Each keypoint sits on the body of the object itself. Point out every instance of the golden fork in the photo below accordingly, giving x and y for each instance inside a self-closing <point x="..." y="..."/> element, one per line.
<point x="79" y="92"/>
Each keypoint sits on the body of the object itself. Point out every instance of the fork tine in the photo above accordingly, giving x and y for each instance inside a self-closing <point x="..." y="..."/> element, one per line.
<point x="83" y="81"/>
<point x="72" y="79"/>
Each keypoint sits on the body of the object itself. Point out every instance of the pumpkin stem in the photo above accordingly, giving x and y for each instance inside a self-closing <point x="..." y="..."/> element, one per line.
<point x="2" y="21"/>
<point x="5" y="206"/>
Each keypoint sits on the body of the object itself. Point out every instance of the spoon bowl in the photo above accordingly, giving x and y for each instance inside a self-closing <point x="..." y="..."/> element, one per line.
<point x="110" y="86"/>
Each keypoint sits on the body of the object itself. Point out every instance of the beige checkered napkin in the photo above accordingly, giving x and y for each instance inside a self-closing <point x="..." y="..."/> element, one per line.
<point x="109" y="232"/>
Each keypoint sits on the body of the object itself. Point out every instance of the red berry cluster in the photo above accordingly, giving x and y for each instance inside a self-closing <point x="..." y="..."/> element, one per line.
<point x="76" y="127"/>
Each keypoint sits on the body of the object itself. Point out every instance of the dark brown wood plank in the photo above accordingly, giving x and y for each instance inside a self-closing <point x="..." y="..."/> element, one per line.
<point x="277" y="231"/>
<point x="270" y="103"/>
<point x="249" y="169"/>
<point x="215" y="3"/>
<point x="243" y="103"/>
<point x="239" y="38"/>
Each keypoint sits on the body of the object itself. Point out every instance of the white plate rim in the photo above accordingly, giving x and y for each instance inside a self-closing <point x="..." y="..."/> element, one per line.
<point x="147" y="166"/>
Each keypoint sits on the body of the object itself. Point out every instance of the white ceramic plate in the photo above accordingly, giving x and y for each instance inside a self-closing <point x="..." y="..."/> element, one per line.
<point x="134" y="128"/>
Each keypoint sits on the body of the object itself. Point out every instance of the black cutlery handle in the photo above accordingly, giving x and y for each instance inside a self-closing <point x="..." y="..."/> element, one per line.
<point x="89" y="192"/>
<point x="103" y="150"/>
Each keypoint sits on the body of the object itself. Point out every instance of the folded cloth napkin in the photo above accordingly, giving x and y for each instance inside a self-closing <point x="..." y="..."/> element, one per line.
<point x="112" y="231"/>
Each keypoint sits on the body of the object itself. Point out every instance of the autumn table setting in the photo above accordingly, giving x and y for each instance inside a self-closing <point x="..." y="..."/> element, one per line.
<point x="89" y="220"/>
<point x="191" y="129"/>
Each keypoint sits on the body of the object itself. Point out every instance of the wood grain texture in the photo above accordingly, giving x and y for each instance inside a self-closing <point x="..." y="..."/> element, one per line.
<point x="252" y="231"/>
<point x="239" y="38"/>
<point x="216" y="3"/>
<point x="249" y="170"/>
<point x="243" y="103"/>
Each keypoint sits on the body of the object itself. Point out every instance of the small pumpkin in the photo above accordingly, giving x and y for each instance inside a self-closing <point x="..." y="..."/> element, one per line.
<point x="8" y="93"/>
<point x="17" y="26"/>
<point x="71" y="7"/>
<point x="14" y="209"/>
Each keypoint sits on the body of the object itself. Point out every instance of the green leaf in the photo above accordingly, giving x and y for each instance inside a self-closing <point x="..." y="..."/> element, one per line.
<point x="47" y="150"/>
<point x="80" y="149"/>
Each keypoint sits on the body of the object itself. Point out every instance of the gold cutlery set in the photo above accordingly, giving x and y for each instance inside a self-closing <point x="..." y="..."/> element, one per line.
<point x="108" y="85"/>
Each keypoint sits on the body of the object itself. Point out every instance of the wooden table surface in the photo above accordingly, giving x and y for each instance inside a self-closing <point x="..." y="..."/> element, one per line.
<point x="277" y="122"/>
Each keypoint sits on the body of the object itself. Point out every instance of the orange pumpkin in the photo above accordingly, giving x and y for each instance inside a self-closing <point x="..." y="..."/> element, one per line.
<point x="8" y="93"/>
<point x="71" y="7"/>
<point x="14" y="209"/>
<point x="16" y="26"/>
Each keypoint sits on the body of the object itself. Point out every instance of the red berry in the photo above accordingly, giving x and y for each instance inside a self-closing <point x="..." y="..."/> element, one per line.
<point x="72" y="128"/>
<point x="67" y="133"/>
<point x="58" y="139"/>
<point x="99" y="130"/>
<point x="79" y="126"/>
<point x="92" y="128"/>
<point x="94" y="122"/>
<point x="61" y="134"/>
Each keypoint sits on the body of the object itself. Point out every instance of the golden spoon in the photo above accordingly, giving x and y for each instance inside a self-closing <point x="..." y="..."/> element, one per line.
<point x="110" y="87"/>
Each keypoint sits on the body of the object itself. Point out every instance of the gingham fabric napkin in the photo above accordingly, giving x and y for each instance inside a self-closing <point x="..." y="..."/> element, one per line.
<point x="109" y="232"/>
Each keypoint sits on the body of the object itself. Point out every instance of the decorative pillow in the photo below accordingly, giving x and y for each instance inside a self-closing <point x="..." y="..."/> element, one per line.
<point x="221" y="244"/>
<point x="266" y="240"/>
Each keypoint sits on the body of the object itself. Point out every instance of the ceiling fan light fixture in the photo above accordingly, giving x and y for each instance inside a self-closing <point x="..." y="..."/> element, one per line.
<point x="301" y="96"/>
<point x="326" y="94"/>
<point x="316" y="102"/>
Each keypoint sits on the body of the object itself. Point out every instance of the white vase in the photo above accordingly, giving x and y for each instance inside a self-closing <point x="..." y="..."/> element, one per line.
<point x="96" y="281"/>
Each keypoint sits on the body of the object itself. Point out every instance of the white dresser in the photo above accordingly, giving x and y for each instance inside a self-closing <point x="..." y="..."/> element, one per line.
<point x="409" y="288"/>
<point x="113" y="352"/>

*What the task requires:* Please return the material above exactly as written.

*Answer to this problem:*
Each keypoint sits on the body of the object itself. Point out every instance of the golden fork in the photo below accordingly, giving x and y for each instance inside a self-closing <point x="..." y="..."/> element, one per line.
<point x="79" y="92"/>
Each keypoint sits on the body of the object itself. Point out every instance of the fork tine in the photo above accordingly, giving x and y for each instance inside a self-closing <point x="..." y="..."/> element, one per line.
<point x="83" y="81"/>
<point x="72" y="79"/>
Each keypoint sits on the body of the object itself. Point out every instance of the pumpkin stem in the photo above accordingly, giving x and y for each instance inside a self-closing <point x="..." y="..."/> element, one per line.
<point x="2" y="21"/>
<point x="5" y="206"/>
Each keypoint sits on the body of the object itself. Point out every instance of the spoon bowl in the photo above accordingly, giving x and y for each instance inside a self-closing <point x="..." y="..."/> element, one per line.
<point x="110" y="86"/>
Each keypoint sits on the body of the object itself. Point out every instance of the beige checkered napkin in the photo above accordingly, giving x and y for each instance inside a self-closing <point x="..." y="..."/> element, one per line.
<point x="109" y="232"/>
Each keypoint sits on the body of the object itself. Point out every instance of the red berry cluster in the photo above accordingly, giving x and y for each instance inside a self-closing <point x="..." y="..."/> element, one per line.
<point x="76" y="127"/>
Each keypoint sits on the body of the object itself. Point out every instance of the dark brown wood plank in the photo above accordingly, giving x and y for each instance inside a self-closing <point x="..." y="..."/> element, one per line.
<point x="277" y="231"/>
<point x="270" y="103"/>
<point x="249" y="169"/>
<point x="215" y="3"/>
<point x="243" y="103"/>
<point x="239" y="38"/>
Each keypoint sits on the body of the object itself. Point out every instance of the white plate rim in the photo above accordingly, giving x and y for each instance inside a self-closing <point x="..." y="..."/> element, one per line.
<point x="147" y="166"/>
Each keypoint sits on the body of the object itself. Point out every instance of the white ceramic plate in the photo above accordingly, giving x and y for each instance inside a self-closing <point x="..." y="..."/> element, one per line.
<point x="134" y="128"/>
Each keypoint sits on the body of the object itself. Point out every instance of the black cutlery handle in the photo above accordingly, giving x and y for each instance inside a self-closing <point x="..." y="..."/> element, one per line.
<point x="89" y="192"/>
<point x="103" y="150"/>
Each keypoint sits on the body of the object itself. Point out every instance of the folded cloth napkin in the photo above accordingly, giving x and y for each instance inside a self-closing <point x="..." y="..."/> element, one per line.
<point x="112" y="231"/>
Each keypoint sits on the body of the object itself. Point out every instance of the autumn table setting in the photo above accordingly, giving x and y for each instance inside a self-closing <point x="..." y="..."/> element, one per line.
<point x="89" y="220"/>
<point x="191" y="129"/>
Each keypoint sits on the body of the object itself. Point out every instance of the wood grain texture in the photo above accordingly, giving x and y for each instance inside a self-closing <point x="..." y="..."/> element, one per line.
<point x="252" y="231"/>
<point x="239" y="38"/>
<point x="216" y="3"/>
<point x="249" y="170"/>
<point x="243" y="103"/>
Each keypoint sits on the body of the object itself. Point out every instance of the small pumpkin in the photo above accordingly, giving x and y for each instance inside a self-closing <point x="..." y="..."/> element, one per line.
<point x="8" y="93"/>
<point x="17" y="26"/>
<point x="71" y="7"/>
<point x="14" y="209"/>
Each keypoint sits on the body of the object itself. Point out every instance of the green leaf in the photo above accordingly, giving x and y for each instance inside a self-closing <point x="..." y="..."/> element, one per line.
<point x="47" y="150"/>
<point x="80" y="149"/>
Each keypoint sits on the body of the object itself. Point out every instance of the gold cutlery set in the photo above accordingly, giving x and y for each instance inside a self-closing <point x="..." y="..."/> element, one per line.
<point x="108" y="85"/>
Each keypoint sits on the body of the object itself. Point out every instance of the wooden table surface in the photo above accordingly, giving x and y for each instance inside a self-closing <point x="..." y="..."/> element, one per line.
<point x="277" y="122"/>
Each keypoint sits on the body of the object itself. Point out every instance of the orange pumpkin in the photo above accordingly, giving x and y for each instance inside a self-closing <point x="..." y="..."/> element, one per line.
<point x="8" y="93"/>
<point x="71" y="7"/>
<point x="14" y="209"/>
<point x="16" y="26"/>
Each keypoint sits on the body of the object itself. Point out every instance of the red berry in the photo above accordingly, giving x and y for each instance inside a self-closing <point x="..." y="..."/> element, one per line.
<point x="72" y="128"/>
<point x="67" y="133"/>
<point x="58" y="139"/>
<point x="99" y="130"/>
<point x="79" y="126"/>
<point x="92" y="128"/>
<point x="94" y="122"/>
<point x="61" y="134"/>
Each keypoint sits on the body of the object itself. Point out every instance of the golden spoon in the photo above accordingly, giving x and y for each instance inside a self-closing <point x="..." y="..."/> element, one per line.
<point x="110" y="87"/>
Each keypoint sits on the body of the object itself. Point out every instance of the gingham fabric napkin in the photo above accordingly, giving x and y for each instance inside a self-closing <point x="..." y="..."/> element, one per line.
<point x="109" y="232"/>
Each keypoint sits on the body of the object itself. Point out every instance of the decorative pillow in the photo below accordingly, giving x and y for each instance inside a self-closing <point x="..." y="..."/> element, one per line.
<point x="221" y="244"/>
<point x="266" y="240"/>
Each keypoint sits on the body of the object itself. Point out every instance of the ceiling fan light fixture in the photo above accordingly, giving x and y for each instance inside a self-closing <point x="..." y="..."/> element, one per line.
<point x="301" y="96"/>
<point x="326" y="94"/>
<point x="316" y="102"/>
Each keypoint sits on the body of the object itself. Point out every instance of the white vase in the photo above accordingly, giving x and y for each instance inside a self-closing <point x="..." y="..."/> element, one per line.
<point x="96" y="281"/>
Each keypoint sits on the body of the object itself. Point out every instance of the white dresser in the photo above accordingly, giving x and y for each instance inside a self-closing <point x="..." y="..."/> element, one per line.
<point x="409" y="288"/>
<point x="113" y="352"/>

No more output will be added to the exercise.